══ DATASET ══
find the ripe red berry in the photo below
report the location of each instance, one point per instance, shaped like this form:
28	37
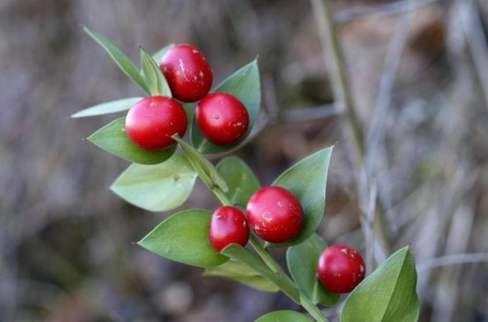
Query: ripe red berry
228	226
341	268
275	214
152	121
222	118
187	71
═══
TASK OBJECTIVE:
Arrange the lines above as a Markdown table with a Row column for the row number and a Text column for the line itself. Skip any blank lines and leave the pictures out.

REPLY:
| Row | Text |
|---|---|
| 1 | find the ripe red berry in the photo below |
| 2 | report the location of each instance, one point per instance, shaped like this form: |
| 3 | 28	37 |
| 4 | Query: ripe red berry |
| 5 | 228	226 |
| 6 | 341	268 |
| 7 | 275	214 |
| 8 | 152	121 |
| 9 | 222	118 |
| 10 | 187	71 |